Selected excerpt

'''

Monthly Archives: February 2009

Authentic France Travel Tip #20: Manège Your Heart Out

No decent sized French town lacks a manège, or merry-go-round. Beaune’s lovely one sits in a place of honour in the middle of the Place Carnot, where children can see it from every direction and beg their parents or grand-parents for a ride.

I’m always amazed how such a simple ride – horses bobbing up an down, the twirly cup, or the rooster, rotating in a circle to accordian musak, never fails to captivate children of all ages and nationalities.

My oldest daughter Charlotte, who is turning nine but is about the size of most 12-year olds, still doesn’t consider herself too old for a merry-go-round ride. Indeed, if and when that happens it will be a sad day.

So when you are travelling in France with your children, don’t miss out on the simple pleasure of a manège ride. It is such a fun, and such a french thing to do.

That’s Clem on her fourth or fifth manège ride, along with Camille, my friend Emmy from Oxford, and her daughter Isolde.

*”Authentic France Travel Tips” are posted every Tuesday and give ideas for savvy travellers who want to experience the authentic side of France.

Frenchitude Lesson #21: When The Going Gets Tough, Make Crêpes

February gets me every time. As my sister Jayne pointed out, February is like the Tuesday of the winter. It’s not the beginning like Monday, which is never as bad as you imagine, but it’s not anywhere near the end either.

I want warmth and sunshine and Spring, but like any French person for now I’ll just have to settle with crêpes.

Crêpes are French comfort food, and in our family we try to make them on most Sunday nights for dinner during the winter – and they are never more needed that when we are stuck in the dirge-like depths of February.

'''

Given entries
'''

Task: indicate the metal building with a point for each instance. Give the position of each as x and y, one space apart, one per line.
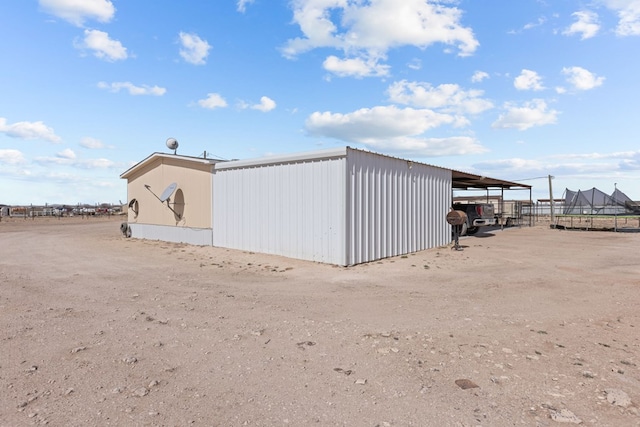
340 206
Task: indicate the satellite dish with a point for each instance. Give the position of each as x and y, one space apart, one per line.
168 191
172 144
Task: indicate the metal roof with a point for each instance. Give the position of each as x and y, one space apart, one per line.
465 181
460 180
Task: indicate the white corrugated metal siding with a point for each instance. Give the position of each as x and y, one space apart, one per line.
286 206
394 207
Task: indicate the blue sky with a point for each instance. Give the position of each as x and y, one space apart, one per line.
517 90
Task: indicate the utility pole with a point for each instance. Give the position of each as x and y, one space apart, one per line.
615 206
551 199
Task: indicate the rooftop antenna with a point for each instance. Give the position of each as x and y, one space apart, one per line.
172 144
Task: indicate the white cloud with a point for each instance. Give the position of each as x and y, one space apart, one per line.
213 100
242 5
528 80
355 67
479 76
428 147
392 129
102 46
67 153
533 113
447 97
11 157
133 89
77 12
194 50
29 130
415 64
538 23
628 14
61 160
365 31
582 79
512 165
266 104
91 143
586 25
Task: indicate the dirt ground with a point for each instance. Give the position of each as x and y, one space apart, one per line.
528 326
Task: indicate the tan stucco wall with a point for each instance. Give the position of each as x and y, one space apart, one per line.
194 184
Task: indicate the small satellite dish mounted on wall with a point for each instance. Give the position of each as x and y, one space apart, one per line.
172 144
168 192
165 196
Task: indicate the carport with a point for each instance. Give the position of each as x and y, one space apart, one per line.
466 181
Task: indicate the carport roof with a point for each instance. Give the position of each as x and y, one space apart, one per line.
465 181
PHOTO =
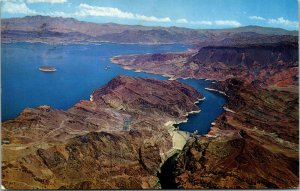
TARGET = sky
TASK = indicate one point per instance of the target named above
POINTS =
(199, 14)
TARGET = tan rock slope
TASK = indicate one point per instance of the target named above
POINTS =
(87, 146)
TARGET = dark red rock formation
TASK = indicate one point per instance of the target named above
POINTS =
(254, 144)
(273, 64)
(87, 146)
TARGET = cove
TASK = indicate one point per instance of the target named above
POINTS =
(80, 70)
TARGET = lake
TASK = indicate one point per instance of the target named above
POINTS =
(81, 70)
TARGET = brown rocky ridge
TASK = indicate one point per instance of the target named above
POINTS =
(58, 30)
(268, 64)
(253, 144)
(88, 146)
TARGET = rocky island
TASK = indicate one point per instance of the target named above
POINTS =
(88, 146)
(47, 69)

'''
'''

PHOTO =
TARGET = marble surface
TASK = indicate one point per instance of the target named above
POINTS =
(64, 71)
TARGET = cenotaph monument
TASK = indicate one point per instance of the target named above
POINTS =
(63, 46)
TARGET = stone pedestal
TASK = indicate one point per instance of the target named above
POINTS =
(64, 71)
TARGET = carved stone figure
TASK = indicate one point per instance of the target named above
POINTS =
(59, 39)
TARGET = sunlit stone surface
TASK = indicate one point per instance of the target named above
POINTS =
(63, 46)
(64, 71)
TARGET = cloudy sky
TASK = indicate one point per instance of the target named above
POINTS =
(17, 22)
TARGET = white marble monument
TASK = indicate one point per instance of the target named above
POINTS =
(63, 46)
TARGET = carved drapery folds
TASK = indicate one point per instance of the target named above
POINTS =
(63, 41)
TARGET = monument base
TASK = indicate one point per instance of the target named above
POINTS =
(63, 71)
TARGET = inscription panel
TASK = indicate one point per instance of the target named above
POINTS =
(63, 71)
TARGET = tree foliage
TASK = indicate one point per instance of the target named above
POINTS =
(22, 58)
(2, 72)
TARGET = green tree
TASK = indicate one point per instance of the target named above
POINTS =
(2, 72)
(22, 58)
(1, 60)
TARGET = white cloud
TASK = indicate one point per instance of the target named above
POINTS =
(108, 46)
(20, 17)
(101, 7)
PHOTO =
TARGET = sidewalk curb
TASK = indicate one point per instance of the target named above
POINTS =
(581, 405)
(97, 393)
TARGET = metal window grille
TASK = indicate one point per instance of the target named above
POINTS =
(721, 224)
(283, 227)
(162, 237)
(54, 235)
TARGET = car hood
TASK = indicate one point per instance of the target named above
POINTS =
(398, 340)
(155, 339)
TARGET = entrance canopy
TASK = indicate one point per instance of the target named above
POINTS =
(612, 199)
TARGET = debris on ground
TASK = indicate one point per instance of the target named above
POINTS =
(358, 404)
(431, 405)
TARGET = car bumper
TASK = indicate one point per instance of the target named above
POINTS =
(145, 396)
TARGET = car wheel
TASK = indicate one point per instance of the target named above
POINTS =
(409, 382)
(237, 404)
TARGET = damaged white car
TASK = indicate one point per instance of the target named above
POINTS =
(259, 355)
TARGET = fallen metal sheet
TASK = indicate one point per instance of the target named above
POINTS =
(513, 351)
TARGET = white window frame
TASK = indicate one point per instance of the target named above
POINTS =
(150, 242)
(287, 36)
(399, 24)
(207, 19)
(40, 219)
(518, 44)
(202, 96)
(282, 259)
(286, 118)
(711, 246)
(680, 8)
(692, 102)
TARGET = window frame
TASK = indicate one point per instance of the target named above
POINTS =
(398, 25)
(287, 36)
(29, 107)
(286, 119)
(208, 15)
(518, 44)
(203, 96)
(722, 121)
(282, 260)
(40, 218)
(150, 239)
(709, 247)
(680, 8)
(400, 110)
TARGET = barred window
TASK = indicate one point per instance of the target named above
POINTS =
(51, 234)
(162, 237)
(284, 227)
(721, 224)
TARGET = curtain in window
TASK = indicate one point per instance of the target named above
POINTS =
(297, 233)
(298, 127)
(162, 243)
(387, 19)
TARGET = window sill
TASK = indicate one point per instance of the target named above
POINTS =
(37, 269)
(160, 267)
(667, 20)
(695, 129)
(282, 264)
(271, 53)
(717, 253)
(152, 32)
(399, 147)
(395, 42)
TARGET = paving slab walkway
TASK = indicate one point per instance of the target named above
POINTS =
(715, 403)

'''

Required task A
In the February 2009 archive, where does Beaune's merry-go-round stand?
Required task B
Decide whether each statement agrees with the February 2009 archive, and quote the deciding words for each: (i) Charlotte is turning nine. (ii) The family makes crêpes on most Saturday nights in winter. (iii) The travel tips are posted every Tuesday.
The data plays no part in what comes next.

Task solution A
In the middle of the Place Carnot.

Task solution B
(i) Yes: "Charlotte, who is turning nine"
(ii) No: "we try to make them on most Sunday nights for dinner during the winter"
(iii) Yes: "are posted every Tuesday"